Article –
>>>>
How high-growth accounting firms are outperforming their competitors
At first glance, it may seem like some accounting firms have a secret sauce that allows for continued growth, regardless of how the industry changes. Even amid changing buyer behavior, recruitment and retention challenges, and technology advances that move faster than marketing departments can keep up, these firms remain at the top of their game.
Even more surprising is that the designation of “fast growing” isn’t just reserved for small or midsized firms; instead, rapid growth occurs at all sizes and levels. And these firms aren’t just sustaining consistent growth — they’re growing at a rate five times faster than the average professional services firm. What’s their secret?
Well, while there may not be a magical “sauce” that leads to instant growth, our research has discovered a few common threads that lead to high growth for accounting firms.
Here are five habits that contribute to high growth firms outperforming their competitors.
Making differentiation a top priority
One of the primary — and most successful — strategies high-growth firms employ to win more business is differentiating their brand and services. In fact, accounting firms that discover how to set their services apart from the competition are more likely to win new business based on other distinguishing factors than price. By developing firm differentiators that position your firm differently than your competitors, you can establish a brand differentiation strategy that creates opportunities for more targeting marketing.
Differentiators can be drawn from various factors about your firm but should always have three essential qualities: They must be true, they must be relevant to the interests of your clients and they must be provable. Often, some research into your target client group will reveal your best differentiators.
<<<<
Problems and tasks –
1. According to the article on high-growth accounting firms, how much faster are these firms growing than the average professional services firm?
2. List every essential quality that, according to the article on high-growth accounting firms, a firm's differentiators must always have.
3. Extend the article on high-growth accounting firms, beginning after its final sentence.

Listed records –
>>>>
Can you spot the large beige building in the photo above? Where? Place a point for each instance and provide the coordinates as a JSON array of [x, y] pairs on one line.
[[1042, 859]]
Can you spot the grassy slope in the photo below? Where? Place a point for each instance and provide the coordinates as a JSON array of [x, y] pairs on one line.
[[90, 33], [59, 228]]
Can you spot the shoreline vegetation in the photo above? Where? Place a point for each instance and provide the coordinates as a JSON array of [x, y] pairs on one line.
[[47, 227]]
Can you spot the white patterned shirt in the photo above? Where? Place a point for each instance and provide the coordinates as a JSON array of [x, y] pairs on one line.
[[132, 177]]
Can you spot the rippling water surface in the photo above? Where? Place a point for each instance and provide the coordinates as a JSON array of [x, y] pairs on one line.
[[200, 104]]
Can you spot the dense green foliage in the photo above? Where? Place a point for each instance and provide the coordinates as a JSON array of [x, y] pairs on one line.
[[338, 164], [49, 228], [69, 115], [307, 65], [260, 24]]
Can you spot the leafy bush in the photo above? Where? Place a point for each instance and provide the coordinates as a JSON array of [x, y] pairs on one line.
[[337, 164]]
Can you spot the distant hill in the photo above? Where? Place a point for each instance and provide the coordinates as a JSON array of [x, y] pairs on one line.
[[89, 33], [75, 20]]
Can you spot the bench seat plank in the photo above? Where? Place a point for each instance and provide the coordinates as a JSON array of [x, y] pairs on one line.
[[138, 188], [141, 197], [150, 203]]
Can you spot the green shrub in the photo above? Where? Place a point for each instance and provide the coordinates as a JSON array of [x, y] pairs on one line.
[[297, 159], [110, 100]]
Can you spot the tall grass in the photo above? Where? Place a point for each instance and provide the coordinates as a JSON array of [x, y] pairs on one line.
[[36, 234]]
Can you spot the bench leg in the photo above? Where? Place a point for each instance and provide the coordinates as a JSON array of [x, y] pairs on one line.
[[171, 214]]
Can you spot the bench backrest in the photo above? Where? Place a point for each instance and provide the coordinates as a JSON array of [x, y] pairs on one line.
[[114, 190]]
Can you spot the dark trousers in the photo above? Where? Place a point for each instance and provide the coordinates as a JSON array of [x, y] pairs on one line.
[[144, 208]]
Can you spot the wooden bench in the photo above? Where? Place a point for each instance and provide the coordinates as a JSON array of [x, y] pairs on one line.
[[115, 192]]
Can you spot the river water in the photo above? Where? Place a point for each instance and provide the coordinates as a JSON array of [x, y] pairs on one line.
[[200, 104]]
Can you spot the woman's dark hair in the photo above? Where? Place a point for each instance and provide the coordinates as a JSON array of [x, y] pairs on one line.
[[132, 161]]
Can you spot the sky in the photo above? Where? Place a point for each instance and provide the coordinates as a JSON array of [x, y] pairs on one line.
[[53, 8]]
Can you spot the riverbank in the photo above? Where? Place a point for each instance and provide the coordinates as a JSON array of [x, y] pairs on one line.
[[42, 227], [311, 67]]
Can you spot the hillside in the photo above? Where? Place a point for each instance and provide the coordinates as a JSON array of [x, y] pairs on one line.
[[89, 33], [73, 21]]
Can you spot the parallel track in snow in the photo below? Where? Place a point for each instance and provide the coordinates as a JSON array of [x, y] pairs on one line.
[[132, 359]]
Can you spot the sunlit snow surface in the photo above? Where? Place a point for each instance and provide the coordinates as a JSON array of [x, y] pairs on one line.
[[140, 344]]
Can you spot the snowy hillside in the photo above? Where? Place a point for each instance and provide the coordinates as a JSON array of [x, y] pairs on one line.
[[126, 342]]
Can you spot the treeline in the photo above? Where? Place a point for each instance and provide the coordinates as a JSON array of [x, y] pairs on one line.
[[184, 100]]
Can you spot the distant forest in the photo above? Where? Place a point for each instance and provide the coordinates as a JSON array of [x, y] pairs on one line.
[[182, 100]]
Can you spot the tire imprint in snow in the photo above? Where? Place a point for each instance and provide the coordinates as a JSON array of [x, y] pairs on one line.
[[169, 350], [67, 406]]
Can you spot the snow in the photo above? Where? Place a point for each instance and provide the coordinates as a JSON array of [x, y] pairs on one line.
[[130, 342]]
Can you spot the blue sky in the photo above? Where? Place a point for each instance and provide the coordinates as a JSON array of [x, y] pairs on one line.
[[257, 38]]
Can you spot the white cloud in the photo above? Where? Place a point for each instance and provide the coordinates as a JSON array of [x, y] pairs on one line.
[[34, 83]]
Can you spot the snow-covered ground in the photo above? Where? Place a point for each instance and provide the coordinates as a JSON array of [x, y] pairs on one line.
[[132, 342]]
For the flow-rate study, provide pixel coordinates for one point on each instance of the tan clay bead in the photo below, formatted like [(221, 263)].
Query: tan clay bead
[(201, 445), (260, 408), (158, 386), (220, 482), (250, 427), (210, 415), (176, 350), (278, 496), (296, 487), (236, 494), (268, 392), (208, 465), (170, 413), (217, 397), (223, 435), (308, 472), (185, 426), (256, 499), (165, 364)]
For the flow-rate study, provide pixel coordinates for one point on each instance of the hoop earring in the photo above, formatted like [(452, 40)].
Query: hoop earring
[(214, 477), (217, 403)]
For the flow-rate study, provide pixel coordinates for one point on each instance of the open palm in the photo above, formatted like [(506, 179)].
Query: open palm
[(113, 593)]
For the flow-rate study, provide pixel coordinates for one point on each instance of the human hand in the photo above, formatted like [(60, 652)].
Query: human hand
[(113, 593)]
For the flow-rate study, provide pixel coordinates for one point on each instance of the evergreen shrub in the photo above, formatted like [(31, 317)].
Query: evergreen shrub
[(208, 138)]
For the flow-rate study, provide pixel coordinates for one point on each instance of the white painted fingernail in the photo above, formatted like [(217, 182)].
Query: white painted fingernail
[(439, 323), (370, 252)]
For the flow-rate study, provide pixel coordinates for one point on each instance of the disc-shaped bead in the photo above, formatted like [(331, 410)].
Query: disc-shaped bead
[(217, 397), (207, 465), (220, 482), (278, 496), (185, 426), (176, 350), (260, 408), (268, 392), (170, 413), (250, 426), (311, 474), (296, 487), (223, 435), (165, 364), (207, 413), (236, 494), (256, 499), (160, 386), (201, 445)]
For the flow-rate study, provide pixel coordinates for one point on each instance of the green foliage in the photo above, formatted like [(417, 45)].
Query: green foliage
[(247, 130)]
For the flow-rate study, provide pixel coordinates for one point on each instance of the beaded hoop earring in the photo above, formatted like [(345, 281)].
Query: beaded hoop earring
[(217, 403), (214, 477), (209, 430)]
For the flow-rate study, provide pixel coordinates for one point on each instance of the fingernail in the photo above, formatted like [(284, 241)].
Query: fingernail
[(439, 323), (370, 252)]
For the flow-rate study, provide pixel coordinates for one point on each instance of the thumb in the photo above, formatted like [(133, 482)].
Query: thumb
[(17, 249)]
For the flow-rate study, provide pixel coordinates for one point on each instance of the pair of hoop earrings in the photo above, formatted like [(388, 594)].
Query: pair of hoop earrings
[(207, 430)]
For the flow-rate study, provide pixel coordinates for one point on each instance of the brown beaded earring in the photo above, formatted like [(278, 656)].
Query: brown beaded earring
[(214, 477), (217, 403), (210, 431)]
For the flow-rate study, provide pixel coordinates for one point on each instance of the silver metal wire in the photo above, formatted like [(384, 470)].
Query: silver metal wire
<<<<
Final results –
1. They are growing five times faster than the average professional services firm.

2. They must be true, relevant to the interests of clients, and provable.

3.
Investing more in marketing
Further, high-growth accounting firms also tend to have bigger marketing budgets. Our research revealed that high-growth firms invest an average of 5% of annual revenue back into their marketing, while average-growth and no-growth firms only invest an average of 3%. This difference is especially evident among firms that offer advisory services, which generally need to — and most often do — invest more in marketing.
Because marketing is a broad term, let’s also look at the types of smart marketing high-growth firms invest in. In comparison to no-growth firms, high-growth firms are three times more likely to invest in webinars and publish original research. High-growth firms also tend to be active in publishing guest blog posts, averaging around two per month.
Balancing traditional and digital marketing
Of course, we all know successful marketing requires reaching your target audience where they are. Because of this, high-growth firms are more likely to strike a balance between traditional and digital marketing. By combining traditional efforts — like speaking engagements and networking events — with digital efforts — like email marketing, SEO and blogging — high-growth firms can connect with their target audience across a variety of channels.
However, beyond simply finding the right channels to reach your audience, it’s also critical that marketing messages resonate clearly and provide consistent value. If your marketing messages are falling flat, it won’t matter how right you get the balance between traditional and digital marketing.
Making expertise visible
Clients want to work with the best, and one key habit of high-growth accounting firms is showcasing the expertise of talented team members. Considered recognizable thought leaders in their field, these Visible Experts
are specifically sought out for their expertise and serve as differentiators for their firm. While Visible Experts can’t be created overnight, high-growth firms are more likely to put in the work required to build expertise. Research revealed they were 65% more likely to pursue strategic marketing partnerships with other organizations and twice as likely to have subject-matter experts appear on podcasts.
While most firm growth (83%) still comes from the organic avenues, pursuing mergers and acquisitions has become a popular growth strategy for accounting firms in recent years. Hinge’s recent High Growth Study
found that high-growth firms were 67% more likely to leverage M&A than slower growth firms. By acquiring smaller firms with complementary services and valuable talent, firms can expand their offerings and acquire new clients.
However, it is important to note that leveraging M&A as a growth strategy can lead to brand cohesion issues, so make sure your firm is prepared to handle the marketing challenges. Understanding synergies and identifying conflict will be crucial to maintain branding consistency; otherwise, firms that engaged in M&A as a growth strategy may end up weakening their brand and facing bigger challenges in the future.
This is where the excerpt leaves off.